*** Block opens ***

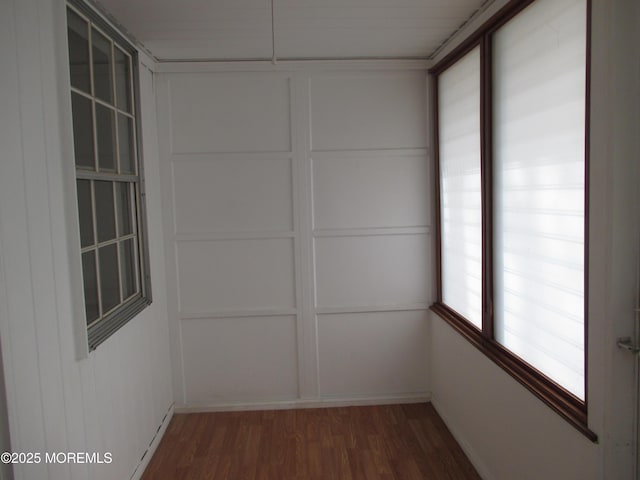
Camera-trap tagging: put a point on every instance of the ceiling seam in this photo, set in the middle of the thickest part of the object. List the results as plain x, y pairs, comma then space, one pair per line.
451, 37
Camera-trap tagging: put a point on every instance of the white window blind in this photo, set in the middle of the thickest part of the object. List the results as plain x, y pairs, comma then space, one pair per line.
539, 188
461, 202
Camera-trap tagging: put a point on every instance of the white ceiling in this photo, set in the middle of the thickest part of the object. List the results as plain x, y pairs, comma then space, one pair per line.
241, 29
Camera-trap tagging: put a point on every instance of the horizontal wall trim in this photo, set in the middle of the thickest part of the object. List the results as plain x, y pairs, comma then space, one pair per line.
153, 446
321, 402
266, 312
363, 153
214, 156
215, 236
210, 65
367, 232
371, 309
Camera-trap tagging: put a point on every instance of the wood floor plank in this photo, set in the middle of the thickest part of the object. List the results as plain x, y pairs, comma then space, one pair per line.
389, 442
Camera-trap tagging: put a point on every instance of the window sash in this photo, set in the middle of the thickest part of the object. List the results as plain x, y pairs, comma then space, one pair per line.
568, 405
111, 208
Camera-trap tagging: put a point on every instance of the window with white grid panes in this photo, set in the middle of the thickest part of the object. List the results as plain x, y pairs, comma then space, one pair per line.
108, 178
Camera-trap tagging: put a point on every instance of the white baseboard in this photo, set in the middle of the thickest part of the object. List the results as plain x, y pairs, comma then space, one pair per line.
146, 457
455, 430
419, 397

*** Block closes ***

Directions for this task ->
Only the lines from the one containing "the window with" through the final line above should be duplicated, exactly as they stand.

Task answer ->
Camera-trap tagging: put a point on every instance of the window with white grid panes in this photo, set in the middle of the thickest part of the object. List the results as plain x, y pairs, comma then space, one pair per line.
108, 178
Camera-trap tagging: put a point on every instance of the white baseboard in this photo, set in the middle of the thickest part of the object. List the results as plain x, y pairs, comma then space, one pair per line.
146, 457
455, 430
419, 397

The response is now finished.